Collected data:
---+---
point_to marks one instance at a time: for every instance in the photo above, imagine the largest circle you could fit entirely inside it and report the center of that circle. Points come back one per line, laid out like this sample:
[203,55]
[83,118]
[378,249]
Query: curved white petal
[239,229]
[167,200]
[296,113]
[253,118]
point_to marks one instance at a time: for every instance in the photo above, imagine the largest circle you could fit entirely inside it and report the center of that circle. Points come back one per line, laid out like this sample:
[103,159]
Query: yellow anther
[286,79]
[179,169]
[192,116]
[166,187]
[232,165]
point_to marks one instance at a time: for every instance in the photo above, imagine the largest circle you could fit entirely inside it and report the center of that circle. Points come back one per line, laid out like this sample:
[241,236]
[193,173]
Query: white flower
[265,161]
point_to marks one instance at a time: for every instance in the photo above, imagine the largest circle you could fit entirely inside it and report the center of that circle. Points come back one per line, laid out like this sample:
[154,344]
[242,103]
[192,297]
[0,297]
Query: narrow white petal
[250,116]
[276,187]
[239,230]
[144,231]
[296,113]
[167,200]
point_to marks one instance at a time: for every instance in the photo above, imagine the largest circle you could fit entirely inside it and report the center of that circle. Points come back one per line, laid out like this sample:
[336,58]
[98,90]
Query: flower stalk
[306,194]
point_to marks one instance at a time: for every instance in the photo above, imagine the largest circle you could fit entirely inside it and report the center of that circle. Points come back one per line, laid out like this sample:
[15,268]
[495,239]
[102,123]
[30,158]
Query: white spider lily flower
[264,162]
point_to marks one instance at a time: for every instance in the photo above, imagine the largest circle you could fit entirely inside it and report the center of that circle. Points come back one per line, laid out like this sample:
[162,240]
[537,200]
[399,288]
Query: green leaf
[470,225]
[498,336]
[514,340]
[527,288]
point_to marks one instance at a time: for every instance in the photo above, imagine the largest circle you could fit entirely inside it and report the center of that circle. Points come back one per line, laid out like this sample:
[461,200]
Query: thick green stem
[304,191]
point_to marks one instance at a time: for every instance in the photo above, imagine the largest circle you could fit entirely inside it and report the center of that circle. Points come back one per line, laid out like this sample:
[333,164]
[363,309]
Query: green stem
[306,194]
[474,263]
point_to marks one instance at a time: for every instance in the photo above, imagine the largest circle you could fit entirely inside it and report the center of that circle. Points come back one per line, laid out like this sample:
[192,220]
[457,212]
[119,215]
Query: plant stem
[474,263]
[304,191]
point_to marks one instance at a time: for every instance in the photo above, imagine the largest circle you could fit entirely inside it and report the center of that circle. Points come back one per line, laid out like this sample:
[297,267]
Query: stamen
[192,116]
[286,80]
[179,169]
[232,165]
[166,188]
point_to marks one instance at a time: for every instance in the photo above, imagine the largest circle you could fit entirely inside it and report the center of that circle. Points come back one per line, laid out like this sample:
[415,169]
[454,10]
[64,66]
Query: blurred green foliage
---+---
Directions:
When the entries above are retyped, each line must stay exactly as it is.

Answer for this exercise:
point_to marks one instance at a time: for every instance in the photo above, imagine the largest circle you could fit entirely inside it and report the center of that circle. Points come back one per line, laid out like this sample:
[203,55]
[83,118]
[378,249]
Query: curved white petal
[239,229]
[167,200]
[296,113]
[253,118]
point_to marks one instance at a time: for every instance in the photo above, imagine the largest circle you could fit entirely inside it and report the center of that circle. Points come back one per line, laid out like this sample:
[103,159]
Query: yellow anther
[286,79]
[179,169]
[192,116]
[166,187]
[232,165]
point_to marks one instance at a time: for every instance in the photo above, imagine the largest circle you could fit entirely inside it and report the center of that circle. Points come back one per line, laid out like this sample:
[241,236]
[193,173]
Query: white flower
[265,161]
point_to marks one instance at a time: for every instance in the photo above, imagine the largest circle you could fit entirely inside it and report the center of that circle. Points come back one per line, laid out like this sample:
[154,344]
[242,103]
[192,297]
[0,297]
Query: narrow white petal
[250,116]
[276,187]
[239,230]
[144,231]
[296,113]
[167,200]
point_to marks one instance at a time: for every instance in the photo above, imagine the largest circle you could fit entirely inside it and report the center of that circle. Points come back one per line, laid out like this sample:
[336,58]
[98,90]
Query: flower stalk
[306,194]
point_to marks one instance at a time: for every instance in the photo above, imagine the largest circle you could fit entirely inside it and report the center of that circle. Points come back one per line, laid out like this sample:
[15,268]
[495,239]
[102,123]
[30,158]
Query: white spider lily flower
[264,162]
point_to marks one instance at a time: for every instance in the photo above, imagine the largest circle you could fit entirely inside it and report the center of that circle. Points come back one per line, laid out like this sample:
[162,240]
[537,200]
[399,288]
Query: green leaf
[470,225]
[498,336]
[514,340]
[527,288]
point_to marks one instance at a time: for every instance in the photo above, imagine the largest circle you could fit entirely inside it and report the center of that circle. Points come back one per line, laid out like this sample:
[461,200]
Query: thick green stem
[304,191]
point_to marks one instance at a time: for every instance in the photo above, imagine the largest circle you could fit entirely inside it and report the center of that circle. Points come back one per line, laid out like this sample:
[333,164]
[363,309]
Query: green stem
[306,194]
[474,263]
point_to marks one instance at a time: for every instance in the photo above, imagine the largest circle you could fit entirely inside it and report the center of that circle. Points come back one per line, laid out like this sample:
[192,220]
[457,212]
[119,215]
Query: plant stem
[474,263]
[304,191]
point_to marks one instance at a time: for every instance in the photo above, imagine the largest circle you could fit entirely inside it and report the center of that circle. Points come back one per line, laid out like this sample:
[297,267]
Query: stamen
[192,116]
[286,80]
[179,169]
[232,165]
[166,188]
point_to marks one instance at a time: for every instance in the photo above, imagine the largest circle you could fit entirely inside it and report the center of that circle. Points come back one per line, laid out like this sample:
[415,169]
[454,10]
[64,66]
Query: blurred green foliage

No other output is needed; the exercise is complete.